Contour labeling entries:
-----
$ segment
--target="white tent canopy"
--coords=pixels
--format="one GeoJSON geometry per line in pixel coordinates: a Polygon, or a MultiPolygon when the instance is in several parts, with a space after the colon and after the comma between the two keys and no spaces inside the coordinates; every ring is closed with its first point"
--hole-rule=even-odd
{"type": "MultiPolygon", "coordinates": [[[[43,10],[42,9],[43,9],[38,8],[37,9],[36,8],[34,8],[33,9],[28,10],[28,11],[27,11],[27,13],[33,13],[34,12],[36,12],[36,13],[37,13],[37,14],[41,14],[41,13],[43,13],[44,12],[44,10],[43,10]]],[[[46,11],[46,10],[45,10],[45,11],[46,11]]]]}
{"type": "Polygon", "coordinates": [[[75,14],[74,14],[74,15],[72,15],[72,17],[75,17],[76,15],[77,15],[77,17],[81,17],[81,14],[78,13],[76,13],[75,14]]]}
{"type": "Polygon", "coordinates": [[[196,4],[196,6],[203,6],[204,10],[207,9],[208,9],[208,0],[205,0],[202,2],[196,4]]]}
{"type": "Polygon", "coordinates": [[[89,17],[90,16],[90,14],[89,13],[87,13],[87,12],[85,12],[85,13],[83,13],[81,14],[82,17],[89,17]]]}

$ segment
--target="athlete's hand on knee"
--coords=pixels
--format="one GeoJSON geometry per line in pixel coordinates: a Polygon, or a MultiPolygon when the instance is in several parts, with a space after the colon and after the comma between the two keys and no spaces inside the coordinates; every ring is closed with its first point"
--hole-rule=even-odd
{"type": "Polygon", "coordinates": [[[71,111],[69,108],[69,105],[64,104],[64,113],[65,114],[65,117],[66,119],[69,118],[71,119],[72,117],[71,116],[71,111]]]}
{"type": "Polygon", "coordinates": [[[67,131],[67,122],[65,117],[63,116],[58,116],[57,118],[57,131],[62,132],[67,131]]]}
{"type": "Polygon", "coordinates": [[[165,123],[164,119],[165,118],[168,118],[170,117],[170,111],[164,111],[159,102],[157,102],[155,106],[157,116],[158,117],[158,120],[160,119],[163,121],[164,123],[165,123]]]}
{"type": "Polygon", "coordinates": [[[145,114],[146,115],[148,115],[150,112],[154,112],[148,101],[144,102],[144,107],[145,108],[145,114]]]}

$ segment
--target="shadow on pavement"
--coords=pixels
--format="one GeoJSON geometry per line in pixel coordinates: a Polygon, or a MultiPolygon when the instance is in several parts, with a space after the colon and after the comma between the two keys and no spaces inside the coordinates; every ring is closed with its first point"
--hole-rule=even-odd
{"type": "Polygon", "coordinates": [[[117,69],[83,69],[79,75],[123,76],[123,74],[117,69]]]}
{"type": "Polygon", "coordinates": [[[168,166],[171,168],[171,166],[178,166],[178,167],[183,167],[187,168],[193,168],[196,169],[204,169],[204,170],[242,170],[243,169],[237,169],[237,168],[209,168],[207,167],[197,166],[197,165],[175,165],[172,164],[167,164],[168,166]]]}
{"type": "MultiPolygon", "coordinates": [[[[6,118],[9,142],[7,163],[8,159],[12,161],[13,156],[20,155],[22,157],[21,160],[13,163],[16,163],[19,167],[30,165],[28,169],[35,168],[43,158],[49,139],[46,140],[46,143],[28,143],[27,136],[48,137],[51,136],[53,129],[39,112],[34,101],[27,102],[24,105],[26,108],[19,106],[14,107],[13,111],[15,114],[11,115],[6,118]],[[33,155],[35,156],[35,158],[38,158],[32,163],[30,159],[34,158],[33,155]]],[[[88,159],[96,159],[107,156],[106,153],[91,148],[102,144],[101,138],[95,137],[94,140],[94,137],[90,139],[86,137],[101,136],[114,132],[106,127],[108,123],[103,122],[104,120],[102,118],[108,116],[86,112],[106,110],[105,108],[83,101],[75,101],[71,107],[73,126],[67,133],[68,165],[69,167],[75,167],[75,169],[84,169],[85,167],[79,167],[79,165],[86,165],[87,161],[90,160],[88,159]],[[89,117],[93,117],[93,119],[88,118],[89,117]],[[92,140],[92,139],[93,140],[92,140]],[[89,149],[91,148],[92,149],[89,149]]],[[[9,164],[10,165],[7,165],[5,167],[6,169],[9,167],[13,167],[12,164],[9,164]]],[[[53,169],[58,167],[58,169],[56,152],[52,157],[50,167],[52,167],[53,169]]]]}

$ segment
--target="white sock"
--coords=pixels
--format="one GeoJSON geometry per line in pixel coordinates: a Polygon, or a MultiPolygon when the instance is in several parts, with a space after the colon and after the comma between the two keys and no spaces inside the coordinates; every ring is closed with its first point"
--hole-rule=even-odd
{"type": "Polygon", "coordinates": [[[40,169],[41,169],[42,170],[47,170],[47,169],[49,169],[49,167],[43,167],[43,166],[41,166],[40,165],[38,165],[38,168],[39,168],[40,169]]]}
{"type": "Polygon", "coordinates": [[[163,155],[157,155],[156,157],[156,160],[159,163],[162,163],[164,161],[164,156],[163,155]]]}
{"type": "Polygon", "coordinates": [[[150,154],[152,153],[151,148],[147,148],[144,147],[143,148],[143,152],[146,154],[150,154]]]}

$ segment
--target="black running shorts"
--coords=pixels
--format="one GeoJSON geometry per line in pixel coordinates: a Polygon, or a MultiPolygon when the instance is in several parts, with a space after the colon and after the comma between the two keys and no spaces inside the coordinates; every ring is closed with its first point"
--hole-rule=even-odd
-----
# Directive
Return the listing above word for word.

# Complete output
$ segment
--target="white tent canopy"
--coords=pixels
--format="one GeoJSON geometry per line in pixel coordinates: a Polygon, or a MultiPolygon when the instance is in several parts, with a space after the colon and after the comma between the two keys and no spaces inside the coordinates; every ring is closed with its first point"
--hole-rule=even-odd
{"type": "MultiPolygon", "coordinates": [[[[43,10],[42,9],[43,9],[38,8],[37,9],[36,8],[34,8],[33,9],[28,10],[28,11],[27,11],[27,13],[33,13],[34,12],[36,12],[36,13],[37,13],[37,14],[41,14],[41,13],[43,13],[44,12],[44,10],[43,10]]],[[[46,11],[46,10],[45,10],[45,11],[46,11]]]]}
{"type": "Polygon", "coordinates": [[[75,14],[74,14],[74,15],[72,15],[72,17],[75,17],[76,15],[77,15],[77,17],[81,17],[81,14],[78,13],[76,13],[75,14]]]}
{"type": "Polygon", "coordinates": [[[196,4],[196,6],[203,6],[204,10],[207,9],[208,9],[208,0],[205,0],[202,2],[196,4]]]}
{"type": "Polygon", "coordinates": [[[89,17],[90,16],[90,14],[89,13],[87,13],[87,12],[85,12],[85,13],[83,13],[81,14],[82,17],[89,17]]]}

$ segment
--target="athlete's hand on knee"
--coords=pixels
--format="one GeoJSON geometry per line in pixel coordinates: a Polygon, or a MultiPolygon when the instance is in several parts, with a space after the colon and after the comma between the two keys and no spaces inside the coordinates; every ring is closed with its first point"
--hole-rule=even-odd
{"type": "Polygon", "coordinates": [[[71,111],[69,108],[69,105],[64,104],[64,113],[65,114],[65,117],[66,119],[69,118],[71,119],[72,117],[71,116],[71,111]]]}
{"type": "Polygon", "coordinates": [[[67,131],[67,122],[65,117],[63,116],[58,116],[57,118],[57,131],[62,132],[67,131]]]}
{"type": "Polygon", "coordinates": [[[165,123],[164,119],[165,118],[168,118],[170,117],[170,111],[164,111],[159,102],[157,102],[155,106],[157,116],[158,117],[158,120],[160,119],[163,121],[164,123],[165,123]]]}
{"type": "Polygon", "coordinates": [[[145,114],[146,115],[148,115],[150,112],[154,112],[148,101],[144,102],[144,107],[145,108],[145,114]]]}

$ segment
--target="shadow on pavement"
--coords=pixels
--format="one GeoJSON geometry per line in pixel coordinates: a Polygon, or a MultiPolygon when the instance is in several parts, with a space after the colon and after the comma between the two keys and no spaces inside the coordinates; every ring is closed with its first point"
--hole-rule=even-odd
{"type": "Polygon", "coordinates": [[[117,69],[83,69],[79,75],[123,76],[123,74],[117,69]]]}
{"type": "Polygon", "coordinates": [[[168,166],[171,168],[171,166],[178,166],[178,167],[183,167],[187,168],[193,168],[196,169],[204,169],[204,170],[242,170],[243,169],[237,169],[237,168],[209,168],[207,167],[197,166],[197,165],[175,165],[172,164],[167,164],[168,166]]]}
{"type": "MultiPolygon", "coordinates": [[[[6,118],[9,142],[7,163],[8,159],[12,161],[13,156],[20,155],[22,157],[21,160],[13,163],[16,163],[19,167],[30,165],[28,169],[35,168],[43,158],[49,139],[46,140],[46,143],[28,143],[27,136],[48,137],[51,136],[53,129],[39,112],[34,101],[27,102],[24,105],[26,108],[19,106],[14,107],[13,111],[15,114],[11,115],[6,118]],[[33,155],[35,156],[35,158],[38,158],[32,163],[30,159],[34,158],[33,155]]],[[[88,159],[96,159],[107,156],[106,153],[91,148],[102,144],[101,138],[95,137],[94,140],[94,137],[90,139],[86,137],[101,136],[114,132],[106,127],[108,123],[103,122],[104,120],[102,118],[108,116],[86,112],[106,110],[105,108],[83,101],[75,101],[71,107],[73,126],[67,133],[68,165],[69,167],[75,167],[75,169],[84,169],[85,167],[79,167],[79,165],[86,165],[87,161],[90,160],[88,159]],[[89,117],[93,117],[93,119],[88,118],[89,117]],[[92,140],[92,139],[93,140],[92,140]],[[89,149],[91,148],[92,149],[89,149]]],[[[9,164],[10,165],[7,165],[5,167],[6,169],[9,167],[13,167],[12,164],[9,164]]],[[[53,169],[58,167],[58,169],[56,152],[52,157],[50,167],[52,167],[53,169]]]]}

$ segment
--target="white sock"
--coords=pixels
--format="one GeoJSON geometry per line in pixel coordinates: a Polygon, or a MultiPolygon when the instance is in several parts, with a space after the colon and after the comma between the two keys and no spaces inside the coordinates; every ring is closed with its first point"
--hole-rule=even-odd
{"type": "Polygon", "coordinates": [[[40,169],[41,169],[42,170],[47,170],[47,169],[49,169],[49,167],[43,167],[43,166],[41,166],[40,165],[38,165],[38,168],[39,168],[40,169]]]}
{"type": "Polygon", "coordinates": [[[163,155],[157,155],[156,157],[156,160],[159,163],[162,163],[164,161],[164,156],[163,155]]]}
{"type": "Polygon", "coordinates": [[[150,154],[152,153],[151,148],[147,148],[144,147],[143,148],[143,152],[146,154],[150,154]]]}

$ segment
--target="black running shorts"
--coords=pixels
--format="one GeoJSON geometry per line in pixel coordinates: a Polygon, or a MultiPolygon when the instance is in several parts, with a space after the colon and after the comma between the two keys and no spaces inside the coordinates; every ring is closed with its first point"
--hole-rule=even-odd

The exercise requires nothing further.